# I H A T E W O R K ! ! !



## Gator_Nutz (Sep 27, 2006)

I have already worked 70 hours this week and now I have to work 12 hour shifts Saturday and Sunday before starting a whole new crappy week on Monday. I absolutely hate my job and everyone associated with it. This is me sitting happily at my desk. The picture is not from today but many months ago but the feeling is still the same.


----------



## Baystlth1 (Sep 26, 2006)

What do you do and where do you do it?


----------



## MT Stringer (May 21, 2004)

Me too, James. To resovle the issue, I retired! 

But, I'm still working all weekend, just at a different job. I'll be in Katy shooting a Little League Tournament.  

Mike


----------



## Wedge (Apr 29, 2005)

I hated my job and retired when I was first eligible. Made better (way better) in starting a second career while enjoying the bennies of the first retirement. Life is too short to be miserable.


----------



## Bevo&Pevo (Jul 22, 2008)

I only really hate when I have to work 16 or so hrs unexpectedly. Or when I have to really go work and do something. But sitting down in my office 5 miles from Bastrop Bayou and drinking their coffee and soaking up their AC and spending their $$$$ to ride around the county, that part ain't so bad. Probably didn't make ya' feel any better. But we do have an opening here. BTW guy I really enjoy the pictures you take. You do a fine job.


----------



## Gator_Nutz (Sep 27, 2006)

Thanks for the words guys. Sitting in the office by the bayou sipping coffee under the A/C and driving around a little sounds like something I could excel at. I am a Process Engineer for a local manufacturing company. We do plastic injection molding of mostly electronics, computer, communications, and automotive parts. I am extremely open to changing careers however so feel free to let me know about ANY available positions. You are also correct about it not being worth it ifit makes you miserable. I am in no way afraid of work and have always done more than my fair share. For the past six months though we have been in a downward spiral and I have lost 6 of my 9 technicians. They have not been replaced and me and the other three that are left have been forced to pick up the slack and work rediculous hours. I have just about had it and can't do it much longer. Sorry to vent but it just gets me PO'd thinking about what they are doing. I guarantee you the high up muckkity mucks are not here with me. Anyway, you guys at least have a great weekend and catch some fish, cook some ribs, drink some brews, and spend some good quality time with family and friends. That is what we are supposed to do. Maybe next weekend I will get the chance again.

Thanks too Bevo for the comment on my pics. That is what I truly enjoy doing


----------



## mastercylinder60 (Dec 18, 2005)

at least you get to wear t-shirts to work.


----------



## DCW (Aug 3, 2005)

So who do I call about this job opening?



Bevo&Pevo said:


> I only really hate when I have to work 16 or so hrs unexpectedly. Or when I have to really go work and do something. But sitting down in my office 5 miles from Bastrop Bayou and drinking their coffee and soaking up their AC and spending their $$$$ to ride around the county, that part ain't so bad. Probably didn't make ya' feel any better. But we do have an opening here. BTW guy I really enjoy the pictures you take. You do a fine job.

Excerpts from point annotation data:
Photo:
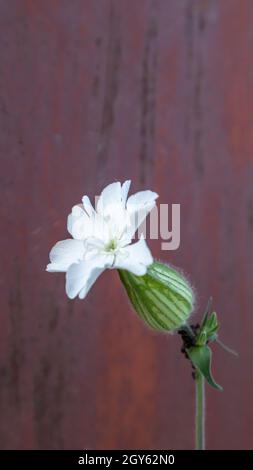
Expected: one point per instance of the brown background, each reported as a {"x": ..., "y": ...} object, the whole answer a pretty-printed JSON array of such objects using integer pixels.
[{"x": 92, "y": 91}]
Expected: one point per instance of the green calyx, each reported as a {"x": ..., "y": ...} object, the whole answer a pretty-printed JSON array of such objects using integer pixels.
[
  {"x": 162, "y": 297},
  {"x": 199, "y": 352}
]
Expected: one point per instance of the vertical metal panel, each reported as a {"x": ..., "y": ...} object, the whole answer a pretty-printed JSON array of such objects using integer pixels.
[{"x": 93, "y": 91}]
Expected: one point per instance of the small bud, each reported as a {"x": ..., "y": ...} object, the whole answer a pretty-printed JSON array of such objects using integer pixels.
[{"x": 162, "y": 297}]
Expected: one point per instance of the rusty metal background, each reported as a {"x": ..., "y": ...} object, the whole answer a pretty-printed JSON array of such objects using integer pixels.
[{"x": 92, "y": 91}]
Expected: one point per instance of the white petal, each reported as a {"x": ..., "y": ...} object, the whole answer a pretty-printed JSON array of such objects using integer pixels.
[
  {"x": 134, "y": 258},
  {"x": 81, "y": 276},
  {"x": 65, "y": 253},
  {"x": 138, "y": 207},
  {"x": 110, "y": 196},
  {"x": 88, "y": 207},
  {"x": 141, "y": 200},
  {"x": 79, "y": 225},
  {"x": 124, "y": 191}
]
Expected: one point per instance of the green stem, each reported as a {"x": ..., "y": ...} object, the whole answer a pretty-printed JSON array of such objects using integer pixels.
[{"x": 200, "y": 411}]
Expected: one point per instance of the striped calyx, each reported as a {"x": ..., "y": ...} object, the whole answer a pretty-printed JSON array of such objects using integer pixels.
[{"x": 162, "y": 297}]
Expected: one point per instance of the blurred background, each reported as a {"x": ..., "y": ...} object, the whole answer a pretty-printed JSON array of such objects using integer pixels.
[{"x": 93, "y": 91}]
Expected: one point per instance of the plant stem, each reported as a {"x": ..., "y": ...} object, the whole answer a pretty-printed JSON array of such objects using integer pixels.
[{"x": 200, "y": 411}]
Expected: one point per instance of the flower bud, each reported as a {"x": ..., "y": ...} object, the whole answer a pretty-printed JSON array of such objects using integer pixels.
[{"x": 162, "y": 297}]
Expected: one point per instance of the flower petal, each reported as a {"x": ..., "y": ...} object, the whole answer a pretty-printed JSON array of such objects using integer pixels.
[
  {"x": 138, "y": 207},
  {"x": 134, "y": 258},
  {"x": 81, "y": 276},
  {"x": 88, "y": 207},
  {"x": 79, "y": 225},
  {"x": 110, "y": 196},
  {"x": 124, "y": 191},
  {"x": 65, "y": 253}
]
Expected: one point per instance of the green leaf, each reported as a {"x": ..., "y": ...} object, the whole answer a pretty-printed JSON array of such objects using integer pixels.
[
  {"x": 201, "y": 357},
  {"x": 162, "y": 297}
]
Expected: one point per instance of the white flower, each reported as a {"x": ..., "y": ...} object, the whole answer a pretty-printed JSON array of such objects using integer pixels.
[{"x": 102, "y": 238}]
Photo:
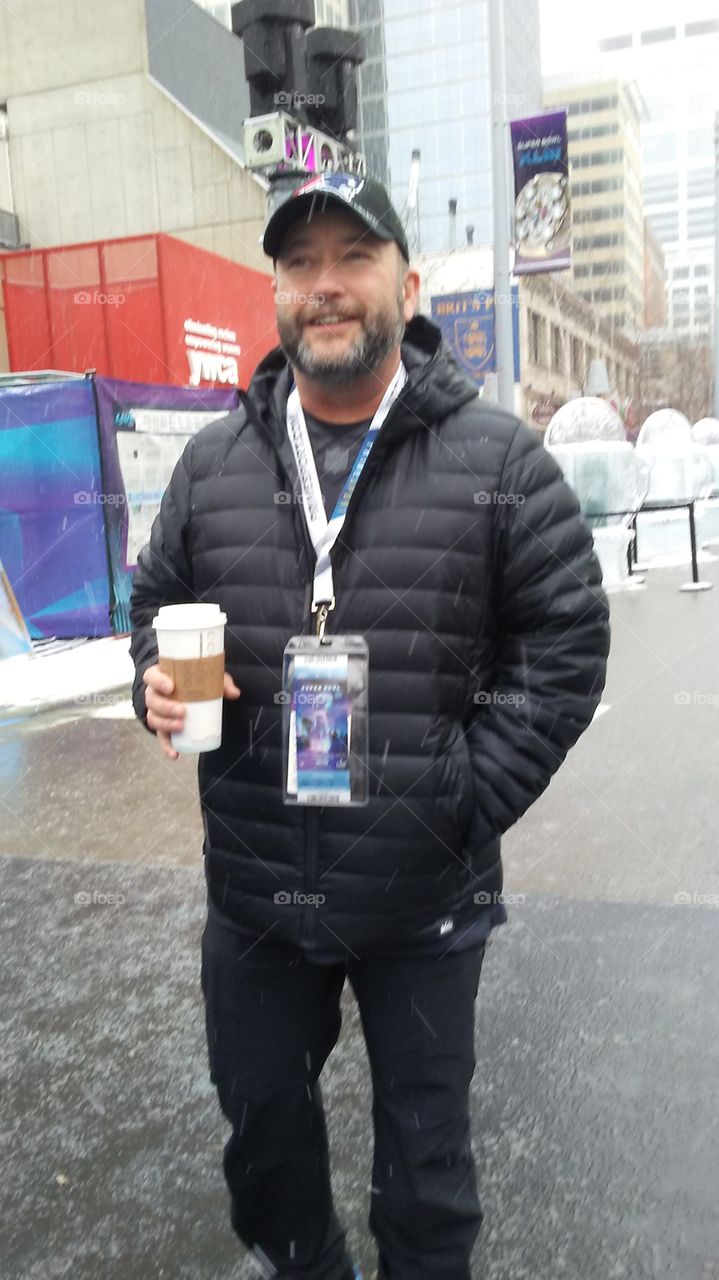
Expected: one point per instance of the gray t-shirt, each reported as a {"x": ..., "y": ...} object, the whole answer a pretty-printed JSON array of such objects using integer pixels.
[{"x": 335, "y": 447}]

### Instruction A
In the forum thread about hating work, list the kinds of parts that Gator_Nutz's company makes by plastic injection molding.
### Instruction B
Duplicate everything in the forum thread from "## Wedge (Apr" down to "to be miserable.".
The lines have nothing to do with the forum thread or with anything asked about it.

### Result A
Electronics, computer, communications, and automotive parts.

### Result B
## Wedge (Apr 29, 2005)

I hated my job and retired when I was first eligible. Made better (way better) in starting a second career while enjoying the bennies of the first retirement. Life is too short to be miserable.